WHAT THE EXERCISE ASKS.
Copy out every one of the following records word for word, leaving out the pictures.

DATA EXTRACT.
-=-=-=-=-

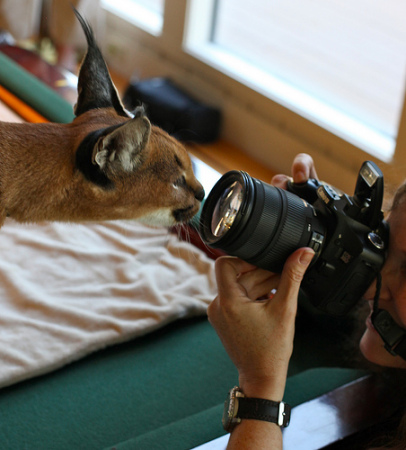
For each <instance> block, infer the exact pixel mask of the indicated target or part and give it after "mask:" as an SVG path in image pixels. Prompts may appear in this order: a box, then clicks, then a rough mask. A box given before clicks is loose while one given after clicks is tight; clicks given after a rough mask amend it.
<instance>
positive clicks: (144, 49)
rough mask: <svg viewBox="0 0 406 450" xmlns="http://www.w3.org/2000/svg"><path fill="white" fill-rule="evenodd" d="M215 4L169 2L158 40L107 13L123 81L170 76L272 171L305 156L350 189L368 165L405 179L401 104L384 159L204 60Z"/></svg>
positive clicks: (165, 2)
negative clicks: (361, 170)
mask: <svg viewBox="0 0 406 450" xmlns="http://www.w3.org/2000/svg"><path fill="white" fill-rule="evenodd" d="M215 1H216V0H205V1H204V2H199V1H196V0H195V1H193V0H166V1H165V9H164V21H163V27H162V32H161V34H159V35H153V34H151V33H148V32H146V31H145V30H143V29H141V28H139V27H137V26H136V25H134V24H131V23H129V22H128V21H125V20H124V19H123V18H122V17H118V16H117V15H114V14H113V13H112V12H111V11H107V30H106V33H105V34H106V41H107V42H106V44H105V45H106V47H105V48H106V49H107V51H106V55H107V60H108V62H109V63H110V64H111V66H112V67H113V68H114V69H115V70H118V71H119V72H120V73H122V74H123V75H125V76H127V77H131V76H134V74H135V75H136V76H137V75H139V76H140V77H142V78H144V77H150V76H169V77H171V78H172V79H174V81H175V82H177V83H178V84H179V85H181V86H182V87H183V88H184V89H185V90H186V91H188V92H190V93H191V94H192V95H194V96H195V97H197V98H200V99H201V100H202V101H205V102H207V103H211V104H214V105H216V106H219V107H220V108H221V110H222V112H223V127H222V138H224V139H225V140H227V141H229V142H231V143H233V144H234V145H236V146H238V147H240V148H241V149H242V150H244V151H245V152H246V153H248V154H249V155H250V156H251V157H252V158H254V159H256V160H257V161H259V162H260V163H262V164H264V165H266V166H268V167H270V168H271V169H273V170H275V171H276V172H283V173H289V172H290V166H291V162H292V159H293V157H294V156H295V155H296V154H297V153H301V152H306V153H310V154H311V155H312V156H313V158H314V160H315V162H316V166H317V170H318V173H319V176H320V177H321V178H323V179H325V180H328V181H329V182H331V183H332V184H334V185H336V186H337V187H339V188H341V189H344V190H346V191H347V192H351V191H352V190H353V189H354V185H355V179H356V176H357V174H358V170H359V168H360V167H361V165H362V162H363V161H365V160H372V161H375V162H376V163H377V164H378V165H379V166H380V167H381V168H382V170H383V171H384V173H385V178H386V181H389V182H390V183H391V184H399V183H400V182H401V181H403V179H404V178H406V174H404V173H402V170H401V168H405V167H406V152H405V146H406V111H405V108H404V107H403V111H402V115H401V119H400V125H399V132H398V136H397V139H396V146H395V152H394V156H393V158H392V160H390V161H382V160H381V159H379V158H377V157H376V156H373V155H372V154H370V153H368V152H366V151H365V150H363V149H362V148H361V146H360V145H356V143H354V142H353V143H350V142H348V141H346V140H345V139H343V138H342V137H339V136H337V135H336V134H335V133H334V132H332V131H331V130H329V129H326V128H323V127H322V126H320V124H319V123H316V122H313V121H311V120H309V118H306V117H304V116H302V115H301V114H300V113H298V112H297V111H294V110H292V109H290V108H289V107H288V106H287V105H286V104H283V103H280V102H278V101H277V100H276V99H271V98H269V97H267V96H266V95H264V94H263V93H261V92H259V91H257V90H255V89H253V88H252V87H250V86H247V85H246V84H244V82H243V80H239V79H236V78H234V77H233V76H230V74H227V73H224V72H223V71H222V70H221V69H220V68H219V67H218V66H216V64H215V63H213V60H210V59H208V58H207V57H205V56H204V49H203V48H202V45H201V43H202V41H203V40H204V39H206V38H207V30H208V27H207V26H205V25H207V21H208V20H211V10H210V8H213V7H214V3H215ZM173 11H176V14H173ZM202 24H203V26H202ZM199 48H200V50H199ZM202 51H203V54H202ZM130 55H131V57H130ZM139 67H143V70H142V73H139ZM403 104H405V101H404V102H403Z"/></svg>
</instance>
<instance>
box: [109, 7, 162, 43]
mask: <svg viewBox="0 0 406 450" xmlns="http://www.w3.org/2000/svg"><path fill="white" fill-rule="evenodd" d="M102 3H103V6H104V7H105V8H106V9H108V10H109V11H111V12H113V13H115V14H117V15H118V16H121V17H122V18H124V19H126V20H128V21H130V22H132V23H133V24H134V25H136V26H139V27H141V28H142V29H144V30H146V31H148V32H149V33H151V34H154V35H159V34H160V33H161V31H162V25H163V12H164V4H165V0H119V1H117V0H102Z"/></svg>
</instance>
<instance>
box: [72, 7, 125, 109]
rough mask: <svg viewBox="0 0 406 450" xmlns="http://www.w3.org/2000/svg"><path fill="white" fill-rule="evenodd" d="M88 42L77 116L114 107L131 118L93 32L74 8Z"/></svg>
mask: <svg viewBox="0 0 406 450" xmlns="http://www.w3.org/2000/svg"><path fill="white" fill-rule="evenodd" d="M73 11H74V13H75V14H76V17H77V18H78V20H79V22H80V24H81V26H82V28H83V31H84V33H85V36H86V40H87V46H88V48H87V53H86V56H85V58H84V60H83V62H82V65H81V67H80V71H79V80H78V93H79V96H78V101H77V103H76V105H75V108H74V112H75V115H76V116H80V115H81V114H83V113H85V112H86V111H89V110H90V109H95V108H109V107H113V108H114V109H115V110H116V112H117V114H118V115H120V116H124V117H129V115H128V114H127V113H126V111H125V109H124V107H123V105H122V103H121V100H120V97H119V96H118V93H117V90H116V88H115V86H114V84H113V82H112V80H111V77H110V74H109V71H108V69H107V66H106V63H105V61H104V58H103V55H102V53H101V51H100V49H99V47H98V45H97V44H96V40H95V38H94V34H93V30H92V29H91V27H90V26H89V24H88V23H87V22H86V21H85V19H84V18H83V17H82V16H81V15H80V14H79V12H78V11H77V10H76V9H75V8H73Z"/></svg>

-=-=-=-=-

RESPONSE TO THE TASK.
For each <instance> block, infer the exact pixel mask of the indicated target or part and give it after "mask:" as an SVG path in image pixels. Prompts may appear in this order: a box, then clicks, then a rough mask. A box given before clicks is loose while one given after clicks is tight; clicks given after a rough mask amend it.
<instance>
positive clicks: (144, 49)
rough mask: <svg viewBox="0 0 406 450" xmlns="http://www.w3.org/2000/svg"><path fill="white" fill-rule="evenodd" d="M215 4L169 2L158 40L107 13L123 81L170 76L272 171L305 156L350 189L368 165L405 179L401 104L384 159L204 60Z"/></svg>
positive clicks: (165, 2)
negative clicks: (361, 170)
mask: <svg viewBox="0 0 406 450" xmlns="http://www.w3.org/2000/svg"><path fill="white" fill-rule="evenodd" d="M215 1H216V0H205V1H204V2H199V1H196V0H195V1H193V0H166V1H165V9H164V21H163V27H162V32H161V34H159V35H153V34H151V33H148V32H146V31H145V30H143V29H141V28H139V27H137V26H136V25H134V24H131V23H129V22H128V21H125V20H124V19H123V18H122V17H118V16H117V15H114V14H113V13H112V12H111V11H107V30H106V33H105V34H106V41H107V42H106V44H105V45H106V47H105V48H106V49H107V51H106V55H107V60H108V62H109V63H110V64H111V66H112V67H113V68H114V69H115V70H118V71H119V72H120V73H122V74H123V75H125V76H127V77H131V76H134V74H135V75H136V76H137V75H139V76H140V77H142V78H144V77H150V76H169V77H171V78H172V79H174V81H175V82H177V83H178V84H179V85H181V86H182V87H183V88H184V89H185V90H186V91H188V92H190V93H191V94H192V95H194V96H195V97H197V98H200V99H201V100H202V101H205V102H207V103H211V104H214V105H216V106H219V107H220V108H221V110H222V112H223V127H222V138H224V139H225V140H227V141H229V142H231V143H233V144H234V145H236V146H238V147H240V148H241V149H242V150H244V151H245V152H246V153H248V154H249V155H250V156H251V157H252V158H254V159H256V160H257V161H259V162H260V163H262V164H264V165H266V166H268V167H270V168H271V169H273V170H275V171H276V172H283V173H289V172H290V166H291V162H292V159H293V157H294V156H295V155H296V154H297V153H301V152H306V153H310V154H311V155H312V156H313V158H314V160H315V162H316V166H317V170H318V173H319V176H320V177H321V178H323V179H325V180H328V181H329V182H331V183H332V184H334V185H336V186H337V187H339V188H341V189H344V190H346V191H347V192H351V191H352V190H353V189H354V185H355V179H356V176H357V174H358V170H359V168H360V167H361V165H362V162H363V161H365V160H372V161H375V162H376V163H377V164H378V165H379V166H380V167H381V168H382V170H383V171H384V173H385V178H386V181H389V182H390V183H391V184H399V183H400V182H401V181H403V179H404V178H406V174H404V173H402V170H401V168H405V167H406V152H405V146H406V111H405V108H404V107H403V111H402V115H401V119H400V125H399V132H398V136H397V139H396V146H395V152H394V156H393V158H392V160H390V161H382V160H381V159H379V158H377V157H376V156H373V155H372V154H370V153H368V152H366V151H365V150H363V149H362V148H361V146H360V145H356V143H354V142H353V143H350V142H348V141H346V140H345V139H343V138H342V137H339V136H337V135H336V134H335V133H334V132H332V131H331V130H329V129H326V128H323V127H322V126H320V124H319V123H316V122H313V121H311V120H309V118H306V117H304V116H302V115H301V114H300V113H298V112H297V111H294V110H292V109H290V108H289V107H288V106H287V105H286V104H283V103H280V102H278V101H277V100H276V99H271V98H269V97H267V96H266V95H264V94H263V93H261V92H259V91H257V90H255V89H253V88H252V87H250V86H247V85H246V84H244V82H243V80H239V79H236V78H234V77H233V76H230V74H227V73H224V72H223V71H222V70H221V69H220V68H219V67H218V66H216V64H215V63H213V60H210V59H208V58H207V57H205V56H204V49H203V48H202V45H201V43H202V41H203V40H204V39H206V38H207V30H208V27H207V26H205V25H207V21H208V20H211V10H210V8H213V7H214V3H215ZM173 11H176V14H173ZM202 24H203V26H202ZM199 48H200V50H199ZM202 51H203V54H202ZM130 55H131V57H130ZM139 67H143V70H142V73H139ZM403 104H405V101H404V102H403Z"/></svg>
</instance>
<instance>
box: [109, 7, 162, 43]
mask: <svg viewBox="0 0 406 450" xmlns="http://www.w3.org/2000/svg"><path fill="white" fill-rule="evenodd" d="M102 3H103V6H104V7H105V8H106V9H108V10H109V11H111V12H113V13H115V14H117V15H118V16H121V17H122V18H124V19H126V20H128V21H130V22H132V23H133V24H134V25H136V26H139V27H141V28H142V29H144V30H146V31H148V32H149V33H151V34H154V35H159V34H160V33H161V31H162V25H163V12H164V4H165V0H119V1H117V0H102Z"/></svg>
</instance>
<instance>
box: [72, 7, 125, 109]
rough mask: <svg viewBox="0 0 406 450" xmlns="http://www.w3.org/2000/svg"><path fill="white" fill-rule="evenodd" d="M88 42L77 116L114 107L131 118L93 32L74 8Z"/></svg>
mask: <svg viewBox="0 0 406 450" xmlns="http://www.w3.org/2000/svg"><path fill="white" fill-rule="evenodd" d="M73 11H74V13H75V14H76V17H77V18H78V20H79V22H80V24H81V26H82V28H83V31H84V33H85V36H86V40H87V46H88V48H87V53H86V56H85V58H84V60H83V62H82V65H81V67H80V71H79V80H78V93H79V96H78V101H77V103H76V105H75V108H74V112H75V115H76V116H80V115H81V114H83V113H85V112H86V111H89V110H90V109H95V108H109V107H113V108H114V109H115V110H116V112H117V114H118V115H120V116H124V117H129V115H128V114H127V113H126V111H125V109H124V107H123V105H122V103H121V100H120V97H119V96H118V93H117V90H116V88H115V86H114V84H113V82H112V80H111V77H110V74H109V71H108V69H107V66H106V63H105V61H104V58H103V55H102V53H101V51H100V49H99V47H98V45H97V44H96V40H95V38H94V34H93V30H92V29H91V27H90V26H89V24H88V23H87V22H86V21H85V19H84V18H83V17H82V16H81V15H80V14H79V12H78V11H77V10H76V9H75V8H73Z"/></svg>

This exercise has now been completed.